** start Dataset entries **
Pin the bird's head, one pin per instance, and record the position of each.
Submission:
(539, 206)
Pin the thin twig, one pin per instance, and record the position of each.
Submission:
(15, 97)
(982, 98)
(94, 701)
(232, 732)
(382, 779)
** end Dataset entries **
> [Given request]: Your task is to repeat the data exactly; please include every line.

> [The response]:
Pin the bird's head, one pin per instance, and record the position of each.
Submission:
(539, 206)
Pin the thin twig, one pin per instance, and record the position of each.
Submission:
(15, 97)
(982, 98)
(94, 701)
(232, 732)
(382, 779)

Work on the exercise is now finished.